### Travail demandé
Indiquez si chacune des affirmations suivantes concorde avec le récit de partie de golf, en répondant oui ou non et en citant mot pour mot le passage qui tranche.
1. Sur les petites routes, trois minutes ont été regagnées sur l'horaire annoncé par le GPS.
2. Le coup de départ du trou 1 a été joué avec un bois 3.
3. Le premier trou s'est soldé par un coup au-dessus du par.

Mais aujourd'hui pas de tempête ni de patients, j'ai pu replonger dans mon vice. Au programme du jour, une petite Cochonou des familles, plus exactement la coupe dotée par la supérette locale. N'écoutant que ma conscience professionnelle j'ai tenu à faire un peu de practice avant le départ, pour me rappeler au moins par quel bout on tient les clubs. Les intentions sont une chose, leur exécution une autre. Suite à divers aléas que je ne détaillerai pas ma nuit de sommeil a été très courte. D'où un réveil non seulement difficile, mais également tardif. N'écoutant que mon inconscience, j'ai tenté de rattraper le temps perdu sur les petites routes entre la maison et le terrain. Après quelques risques inutiles, j'ai regagné trois minutes sur l'horaire annoncé par le GPS, un exploit tout de même. Temps que j'ai consacré à l'absorption de quelques cafés serrés supplémentaires, il serait trop idiot de s'endormir sur le départ du 1.

J'ai quand même réussi à taper un demi seau de balles, fait une dizaine de petites approches tout juste, et tapé autant de putts, puis me voila au champ d'honneur. J'ai décidé d'appeler le parcours et ses abords "champ d'honneur", ça fera plus chic en cas de chute de prétendre "être tombé au champ d'honneur" que de devoir admettre qu'on a glissé dans la mare du 13. Driver en main, sur le tee du 1. Je swingue comme je peux et la balle a la politesse de partir longue et droite, dans la direction voulue. Le coup d'hybride suivant n'est pas vilain, il aurait été mieux s'il avait pris la direction du green. Un instant touché par la grâce, je dépose mon approche au pied du drapeau, et je rentre le petit putt. Un par pour commencer. A ce moment je pense très fort à ce qui m'était arrivé la compétition d'avant, ce par inaugural suivi d'une procession de croix.

### Liste des données
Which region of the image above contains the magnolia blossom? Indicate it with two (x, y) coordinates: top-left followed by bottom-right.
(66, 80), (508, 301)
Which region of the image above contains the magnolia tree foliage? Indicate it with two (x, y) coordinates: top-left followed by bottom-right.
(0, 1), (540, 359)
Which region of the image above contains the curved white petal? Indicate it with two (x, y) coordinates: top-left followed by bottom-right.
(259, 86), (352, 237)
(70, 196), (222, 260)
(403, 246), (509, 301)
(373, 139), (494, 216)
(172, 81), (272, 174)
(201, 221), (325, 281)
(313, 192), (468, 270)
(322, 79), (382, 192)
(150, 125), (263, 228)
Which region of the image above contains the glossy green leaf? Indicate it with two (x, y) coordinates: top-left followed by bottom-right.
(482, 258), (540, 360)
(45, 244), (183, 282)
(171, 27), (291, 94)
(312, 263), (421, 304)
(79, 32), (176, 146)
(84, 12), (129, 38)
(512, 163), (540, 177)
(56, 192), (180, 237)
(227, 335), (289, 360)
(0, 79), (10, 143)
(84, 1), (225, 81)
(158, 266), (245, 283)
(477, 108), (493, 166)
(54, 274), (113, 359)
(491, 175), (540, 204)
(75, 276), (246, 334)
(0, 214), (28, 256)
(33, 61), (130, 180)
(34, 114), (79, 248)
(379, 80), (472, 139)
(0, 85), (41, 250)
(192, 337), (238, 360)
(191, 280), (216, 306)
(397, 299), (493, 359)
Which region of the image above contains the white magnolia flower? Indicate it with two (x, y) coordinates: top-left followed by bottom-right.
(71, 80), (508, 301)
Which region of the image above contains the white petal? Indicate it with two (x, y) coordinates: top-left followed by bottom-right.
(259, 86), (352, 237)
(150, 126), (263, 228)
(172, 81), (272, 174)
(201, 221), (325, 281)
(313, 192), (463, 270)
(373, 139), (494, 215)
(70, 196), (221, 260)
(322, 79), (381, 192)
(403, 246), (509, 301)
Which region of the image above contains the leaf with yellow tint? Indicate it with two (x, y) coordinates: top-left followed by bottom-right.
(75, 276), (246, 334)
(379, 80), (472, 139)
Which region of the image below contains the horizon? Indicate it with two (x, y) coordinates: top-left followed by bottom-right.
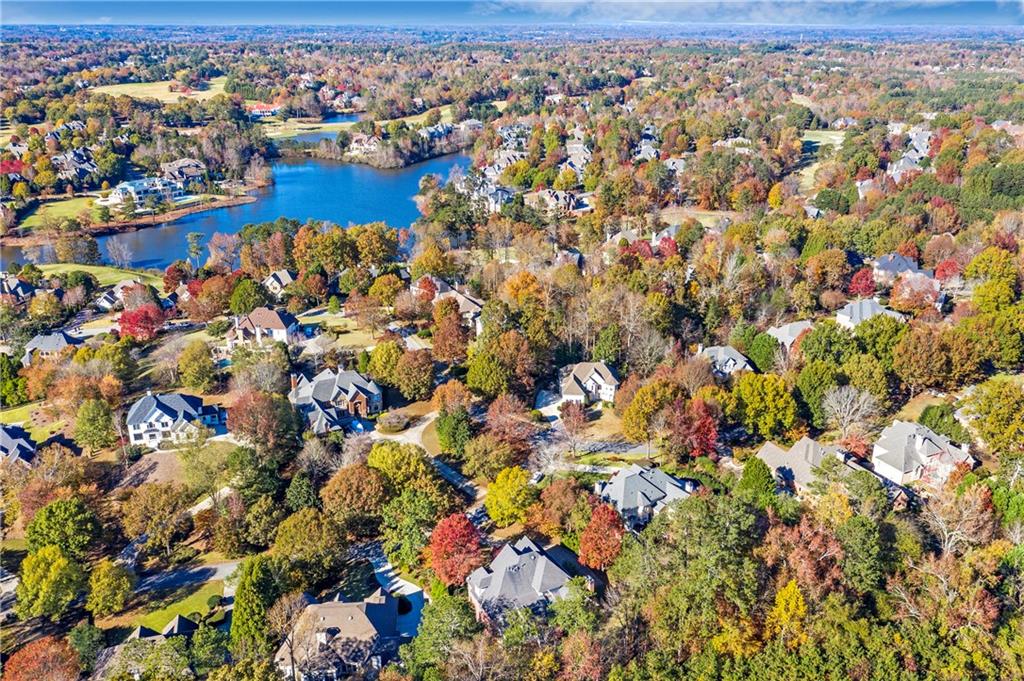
(6, 0), (1024, 30)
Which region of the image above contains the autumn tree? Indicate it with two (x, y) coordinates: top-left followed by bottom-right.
(426, 513), (484, 587)
(580, 504), (626, 569)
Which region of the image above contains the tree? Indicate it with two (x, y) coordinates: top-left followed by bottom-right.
(765, 580), (807, 648)
(227, 390), (300, 461)
(270, 508), (345, 588)
(68, 622), (106, 681)
(483, 467), (535, 527)
(119, 303), (165, 343)
(434, 409), (473, 458)
(735, 457), (775, 508)
(797, 359), (839, 428)
(821, 385), (879, 438)
(26, 497), (99, 560)
(580, 504), (626, 569)
(121, 482), (191, 557)
(381, 487), (440, 568)
(558, 399), (587, 455)
(75, 399), (117, 451)
(399, 584), (480, 678)
(623, 381), (678, 442)
(394, 350), (434, 401)
(427, 513), (484, 587)
(85, 558), (135, 618)
(321, 463), (388, 534)
(3, 636), (81, 681)
(231, 554), (281, 657)
(178, 340), (217, 392)
(369, 341), (404, 385)
(837, 515), (884, 593)
(228, 279), (270, 315)
(14, 546), (85, 622)
(432, 314), (467, 365)
(733, 374), (797, 439)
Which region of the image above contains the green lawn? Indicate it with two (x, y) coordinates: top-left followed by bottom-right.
(92, 76), (227, 104)
(19, 197), (95, 229)
(39, 263), (164, 291)
(119, 581), (224, 631)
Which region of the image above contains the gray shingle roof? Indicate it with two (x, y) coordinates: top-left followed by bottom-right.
(0, 424), (36, 464)
(127, 392), (203, 426)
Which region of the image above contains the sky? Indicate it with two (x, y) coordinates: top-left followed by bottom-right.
(0, 0), (1024, 27)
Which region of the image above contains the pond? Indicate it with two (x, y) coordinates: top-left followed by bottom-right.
(0, 155), (470, 269)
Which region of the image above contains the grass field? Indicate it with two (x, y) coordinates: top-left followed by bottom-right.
(39, 262), (164, 290)
(92, 76), (227, 104)
(260, 99), (508, 139)
(18, 197), (95, 229)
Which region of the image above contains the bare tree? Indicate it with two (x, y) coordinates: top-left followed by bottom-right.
(106, 239), (135, 268)
(266, 591), (316, 681)
(922, 484), (996, 554)
(821, 385), (879, 437)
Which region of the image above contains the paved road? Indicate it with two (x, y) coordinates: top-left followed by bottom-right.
(136, 560), (242, 591)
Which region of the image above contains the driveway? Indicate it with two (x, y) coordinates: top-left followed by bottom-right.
(135, 560), (242, 594)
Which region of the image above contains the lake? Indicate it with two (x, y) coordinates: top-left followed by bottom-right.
(0, 154), (470, 269)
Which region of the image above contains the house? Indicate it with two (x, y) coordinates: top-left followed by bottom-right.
(836, 298), (903, 331)
(699, 345), (754, 378)
(0, 272), (36, 307)
(871, 253), (931, 286)
(263, 269), (295, 300)
(560, 361), (618, 405)
(225, 307), (301, 351)
(22, 331), (82, 367)
(96, 177), (185, 208)
(871, 419), (976, 486)
(288, 369), (384, 435)
(765, 320), (814, 352)
(160, 159), (206, 186)
(466, 537), (572, 628)
(273, 588), (401, 681)
(755, 435), (847, 494)
(594, 464), (699, 529)
(126, 392), (224, 448)
(0, 423), (36, 466)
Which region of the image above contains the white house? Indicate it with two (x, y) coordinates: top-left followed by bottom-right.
(263, 269), (295, 300)
(836, 298), (903, 330)
(561, 361), (618, 405)
(126, 392), (224, 448)
(225, 307), (301, 351)
(871, 420), (976, 486)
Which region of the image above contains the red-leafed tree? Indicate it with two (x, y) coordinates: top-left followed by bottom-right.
(935, 259), (962, 284)
(580, 504), (626, 569)
(120, 303), (164, 343)
(3, 636), (79, 681)
(847, 267), (874, 298)
(427, 513), (484, 587)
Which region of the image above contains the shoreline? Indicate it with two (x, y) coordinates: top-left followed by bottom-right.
(0, 192), (259, 248)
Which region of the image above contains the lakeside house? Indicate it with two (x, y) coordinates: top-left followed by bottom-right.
(871, 419), (977, 487)
(466, 537), (582, 629)
(126, 392), (224, 449)
(559, 361), (618, 406)
(263, 269), (295, 300)
(273, 588), (402, 681)
(288, 369), (384, 435)
(594, 464), (699, 530)
(22, 331), (82, 367)
(224, 307), (301, 352)
(0, 423), (36, 466)
(699, 345), (754, 378)
(836, 298), (904, 331)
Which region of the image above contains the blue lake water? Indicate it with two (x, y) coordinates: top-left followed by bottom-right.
(0, 155), (470, 268)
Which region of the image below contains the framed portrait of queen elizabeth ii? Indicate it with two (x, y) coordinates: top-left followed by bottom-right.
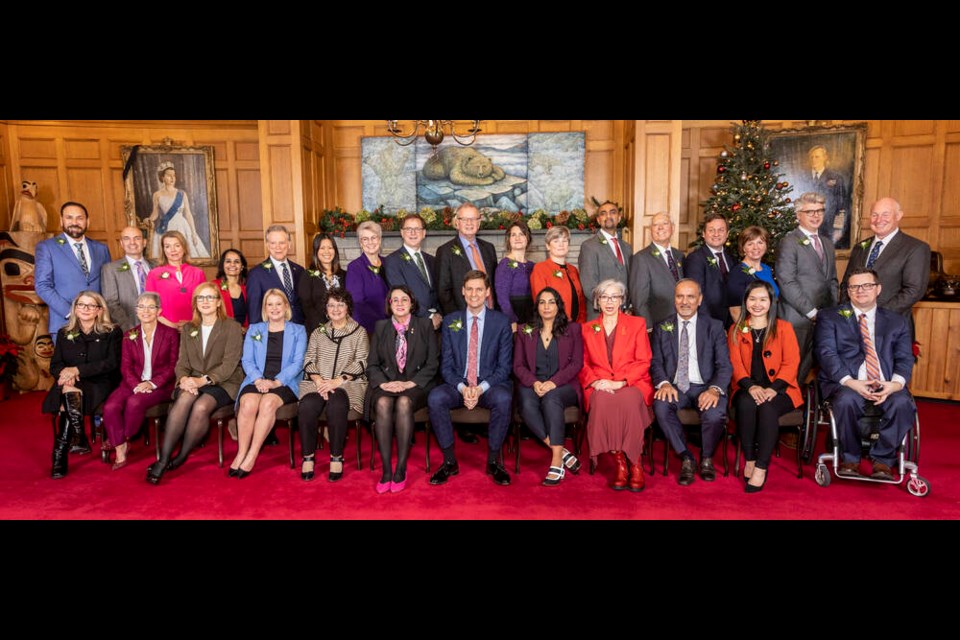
(120, 144), (220, 266)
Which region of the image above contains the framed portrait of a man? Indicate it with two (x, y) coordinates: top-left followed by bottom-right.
(120, 145), (220, 266)
(770, 123), (867, 254)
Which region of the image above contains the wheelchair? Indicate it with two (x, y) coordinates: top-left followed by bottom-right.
(814, 389), (930, 498)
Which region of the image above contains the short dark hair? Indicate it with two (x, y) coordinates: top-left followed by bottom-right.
(384, 284), (420, 318)
(60, 200), (90, 218)
(217, 247), (247, 284)
(463, 269), (490, 289)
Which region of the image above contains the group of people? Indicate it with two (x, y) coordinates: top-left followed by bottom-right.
(36, 193), (929, 493)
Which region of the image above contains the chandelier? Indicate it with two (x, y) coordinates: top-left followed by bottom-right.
(387, 120), (480, 153)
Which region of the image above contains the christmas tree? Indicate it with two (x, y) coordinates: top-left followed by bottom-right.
(696, 120), (797, 264)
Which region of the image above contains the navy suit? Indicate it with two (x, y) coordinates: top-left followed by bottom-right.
(427, 309), (513, 451)
(34, 233), (110, 340)
(650, 313), (733, 460)
(247, 258), (305, 324)
(683, 245), (740, 329)
(814, 304), (917, 466)
(383, 247), (440, 318)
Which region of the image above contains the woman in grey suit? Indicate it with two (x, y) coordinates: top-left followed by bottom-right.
(147, 282), (243, 484)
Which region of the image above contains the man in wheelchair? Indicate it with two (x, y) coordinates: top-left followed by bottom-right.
(814, 268), (917, 480)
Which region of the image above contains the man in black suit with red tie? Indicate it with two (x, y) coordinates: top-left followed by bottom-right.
(814, 268), (917, 480)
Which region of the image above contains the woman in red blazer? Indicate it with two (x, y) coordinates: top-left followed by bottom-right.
(530, 227), (587, 322)
(513, 287), (583, 487)
(103, 291), (180, 471)
(728, 280), (803, 493)
(580, 279), (653, 492)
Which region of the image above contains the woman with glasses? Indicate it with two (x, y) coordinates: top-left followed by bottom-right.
(580, 279), (653, 492)
(298, 289), (370, 482)
(43, 291), (121, 479)
(147, 282), (243, 484)
(297, 233), (347, 336)
(513, 287), (583, 487)
(494, 220), (534, 331)
(147, 231), (207, 329)
(346, 220), (387, 333)
(364, 285), (440, 493)
(103, 291), (180, 471)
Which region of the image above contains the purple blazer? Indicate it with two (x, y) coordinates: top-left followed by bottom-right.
(513, 322), (583, 407)
(345, 253), (388, 335)
(120, 322), (180, 397)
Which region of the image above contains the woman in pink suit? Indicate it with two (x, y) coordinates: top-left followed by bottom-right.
(580, 280), (653, 492)
(103, 291), (180, 471)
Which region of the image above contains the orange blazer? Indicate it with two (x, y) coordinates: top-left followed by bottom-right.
(580, 313), (652, 411)
(530, 258), (587, 323)
(727, 318), (803, 408)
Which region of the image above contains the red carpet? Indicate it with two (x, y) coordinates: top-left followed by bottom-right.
(0, 393), (960, 520)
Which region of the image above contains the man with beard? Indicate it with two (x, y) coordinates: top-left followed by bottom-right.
(35, 202), (110, 340)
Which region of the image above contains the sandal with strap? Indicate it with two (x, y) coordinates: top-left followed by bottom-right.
(540, 466), (564, 487)
(563, 449), (583, 475)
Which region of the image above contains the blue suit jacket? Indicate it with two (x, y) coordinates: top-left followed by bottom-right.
(34, 233), (110, 336)
(237, 322), (307, 400)
(683, 245), (740, 329)
(247, 257), (304, 325)
(813, 304), (915, 398)
(440, 309), (513, 387)
(650, 314), (733, 394)
(383, 247), (440, 318)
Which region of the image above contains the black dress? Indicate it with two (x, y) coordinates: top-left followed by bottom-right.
(43, 327), (123, 415)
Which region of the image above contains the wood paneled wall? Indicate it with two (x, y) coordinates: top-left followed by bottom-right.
(0, 120), (264, 271)
(324, 120), (625, 220)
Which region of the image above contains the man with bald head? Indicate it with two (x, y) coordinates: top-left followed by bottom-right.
(100, 227), (154, 331)
(628, 212), (683, 333)
(840, 197), (930, 334)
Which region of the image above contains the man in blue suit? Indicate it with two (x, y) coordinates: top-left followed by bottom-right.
(683, 213), (740, 329)
(383, 213), (443, 329)
(650, 278), (733, 486)
(814, 268), (917, 480)
(35, 202), (110, 341)
(427, 270), (513, 485)
(247, 224), (304, 324)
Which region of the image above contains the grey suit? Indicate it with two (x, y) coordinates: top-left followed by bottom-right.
(776, 227), (839, 382)
(577, 231), (633, 320)
(100, 256), (155, 331)
(840, 229), (930, 335)
(629, 242), (683, 333)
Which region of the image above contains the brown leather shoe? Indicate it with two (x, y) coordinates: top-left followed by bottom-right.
(870, 460), (893, 480)
(837, 462), (860, 478)
(610, 451), (627, 491)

### Solution
1. Oui : « j'ai regagné trois minutes sur l'horaire annoncé par le GPS »
2. Non : « Driver en main, sur le tee du 1. »
3. Non : « Un par pour commencer. »